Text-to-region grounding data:

__________

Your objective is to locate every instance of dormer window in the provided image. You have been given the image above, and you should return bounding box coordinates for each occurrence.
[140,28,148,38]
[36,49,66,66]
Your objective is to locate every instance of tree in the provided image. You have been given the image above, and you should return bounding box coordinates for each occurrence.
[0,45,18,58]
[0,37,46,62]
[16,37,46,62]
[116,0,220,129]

__________

## Task brief
Find the line that contains "Your objective is to locate every instance of tree". Write out that line and every line after it through the end of the data, exactly, and nothing else.

## Exercise output
Your objective is to locate every instance of tree in the provided image. You have been given the image above, and you should return bounding box coordinates for each occurrence.
[0,45,18,58]
[0,37,46,62]
[16,37,46,62]
[116,0,220,129]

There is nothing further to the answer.